• Text:
The L-shaped building has a symmetrically composed facade comprising three bays with a projecting central bay. The entrances to the Council Chambers and Town Hall Theatre are located in the end bays above which a raised signage panel on the parapet clearly denotes these functions. The central bay signage panel bears the name, Gayndah Soldiers' Memorial Hall.

The fenestration comprises pairs of three-light casements and fanlight which are separated by pilasters with simple vertical detailing and articulated by raised vertical and horizontal rendered concrete bands. The pilasters finish to the underside of a wide string course that projects forward to form a hood at each entrance and at the centre of the building. The parapet is decorated on its upper edge and on a string course below with a vertical lined pattern which creates a subtle crenellated silhouette.

The skillion roof to the Council Chambers has sloping parapets at each end which conceals it to the east and separates it from the gable roof over the hall and skillion roof over the bio box behind the facade. The hall roof is hipped at its southern end and has a ventilated gablet at each end.

The hall is entered via stairs to a vestibule with ticket office. The ladies' and men's cloak rooms are located on either side of the vestibule and have cement rendered walls, fibrous cement sheeted ceilings with timber cover battens and timber floors. Inside, the Hall is framed with arched timber trusses between which the curved ceiling is lined with fibrous panels and timber cover strips. Timber lattice ventilation panels are located in the centre of the ceiling between the trusses. The floor is timber framed on concrete stumps and is lined with crow's ash. The stage has a simply detailed battened proscenium and dressing rooms open off the eastern side. The supper room and kitchen, which has been altered and extended is also located on the eastern side and has been altered more recently with floor covered and banks of louvres. A structure above the entrance to the hall to access the sound and lighting equipment is a later obtrusive addition.

• Provided material:
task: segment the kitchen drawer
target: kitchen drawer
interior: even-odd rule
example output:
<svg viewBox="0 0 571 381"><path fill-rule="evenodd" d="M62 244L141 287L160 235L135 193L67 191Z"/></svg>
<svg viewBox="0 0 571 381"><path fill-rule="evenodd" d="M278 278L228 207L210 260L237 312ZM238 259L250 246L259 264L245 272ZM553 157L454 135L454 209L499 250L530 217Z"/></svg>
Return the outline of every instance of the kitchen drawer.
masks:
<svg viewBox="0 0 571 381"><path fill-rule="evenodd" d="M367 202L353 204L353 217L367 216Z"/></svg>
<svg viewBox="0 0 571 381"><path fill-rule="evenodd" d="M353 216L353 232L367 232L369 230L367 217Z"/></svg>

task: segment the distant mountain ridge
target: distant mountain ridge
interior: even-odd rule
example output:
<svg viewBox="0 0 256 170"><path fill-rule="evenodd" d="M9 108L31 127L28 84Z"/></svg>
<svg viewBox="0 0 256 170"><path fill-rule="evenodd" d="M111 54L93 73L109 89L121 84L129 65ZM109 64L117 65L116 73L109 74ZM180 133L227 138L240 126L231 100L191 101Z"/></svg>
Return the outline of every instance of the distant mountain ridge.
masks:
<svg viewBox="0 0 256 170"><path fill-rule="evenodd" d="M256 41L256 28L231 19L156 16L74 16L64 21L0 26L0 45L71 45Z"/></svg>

• Task instructions: Reproduce the full description of the Gayndah Soldiers' Memorial Hall above word for word, keeping its paragraph breaks.

• Task solution:
The L-shaped building has a symmetrically composed facade comprising three bays with a projecting central bay. The entrances to the Council Chambers and Town Hall Theatre are located in the end bays above which a raised signage panel on the parapet clearly denotes these functions. The central bay signage panel bears the name, Gayndah Soldiers' Memorial Hall.

The fenestration comprises pairs of three-light casements and fanlight which are separated by pilasters with simple vertical detailing and articulated by raised vertical and horizontal rendered concrete bands. The pilasters finish to the underside of a wide string course that projects forward to form a hood at each entrance and at the centre of the building. The parapet is decorated on its upper edge and on a string course below with a vertical lined pattern which creates a subtle crenellated silhouette.

The skillion roof to the Council Chambers has sloping parapets at each end which conceals it to the east and separates it from the gable roof over the hall and skillion roof over the bio box behind the facade. The hall roof is hipped at its southern end and has a ventilated gablet at each end.

The hall is entered via stairs to a vestibule with ticket office. The ladies' and men's cloak rooms are located on either side of the vestibule and have cement rendered walls, fibrous cement sheeted ceilings with timber cover battens and timber floors. Inside, the Hall is framed with arched timber trusses between which the curved ceiling is lined with fibrous panels and timber cover strips. Timber lattice ventilation panels are located in the centre of the ceiling between the trusses. The floor is timber framed on concrete stumps and is lined with crow's ash. The stage has a simply detailed battened proscenium and dressing rooms open off the eastern side. The supper room and kitchen, which has been altered and extended is also located on the eastern side and has been altered more recently with floor covered and banks of louvres. A structure above the entrance to the hall to access the sound and lighting equipment is a later obtrusive addition.